WORK ITEM. Please copy the data shown below, word for word.

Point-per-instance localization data
-- Opening Marker --

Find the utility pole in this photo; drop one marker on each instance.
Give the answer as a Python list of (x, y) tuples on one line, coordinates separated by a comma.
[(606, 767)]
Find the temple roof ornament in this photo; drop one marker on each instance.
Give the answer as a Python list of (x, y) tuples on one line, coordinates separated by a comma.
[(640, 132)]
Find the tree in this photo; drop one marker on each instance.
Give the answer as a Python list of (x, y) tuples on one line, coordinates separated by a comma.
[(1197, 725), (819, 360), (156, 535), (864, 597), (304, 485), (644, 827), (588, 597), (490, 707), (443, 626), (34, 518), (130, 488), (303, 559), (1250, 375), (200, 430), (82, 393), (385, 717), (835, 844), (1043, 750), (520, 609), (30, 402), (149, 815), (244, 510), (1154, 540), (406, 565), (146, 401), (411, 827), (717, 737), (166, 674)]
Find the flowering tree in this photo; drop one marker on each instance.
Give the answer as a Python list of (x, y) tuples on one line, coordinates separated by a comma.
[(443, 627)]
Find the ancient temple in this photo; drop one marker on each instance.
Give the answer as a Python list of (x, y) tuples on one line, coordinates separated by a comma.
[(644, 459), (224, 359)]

-- Closing Marker --

RESULT BELOW.
Find the utility pole in this photo; drop one marker on each instance.
Give the answer as a Python list of (x, y) tuples on one line, coordinates separated by a comma.
[(606, 767)]
Find the temple roof ornament in this photo; drop one marker on each instance.
Give the answer as a Python list of (x, y) tuples on one line, coordinates separated by a comma.
[(640, 132)]
Find the tree in this photo; drop one marker on each instance.
Give the answer as a Python list of (x, y) tuples on one line, coordinates separated by a comma.
[(1197, 725), (819, 360), (156, 535), (864, 597), (304, 485), (644, 827), (588, 597), (490, 707), (443, 626), (34, 518), (130, 488), (303, 559), (1250, 375), (200, 430), (82, 393), (385, 717), (835, 844), (1043, 750), (520, 609), (30, 402), (149, 815), (244, 510), (1154, 540), (406, 565), (146, 401), (411, 827), (717, 737), (166, 674)]
Find the flowering tree in this photo; drop one marker on each instance.
Give the answer as a Python list of (x, y) tuples on one line, coordinates separated by a comma.
[(443, 627)]
Find the ancient temple in this photo; drop one marker on each instance.
Give the answer as a Python list of (x, y) tuples on one line, coordinates separated by a comma.
[(644, 459), (224, 359)]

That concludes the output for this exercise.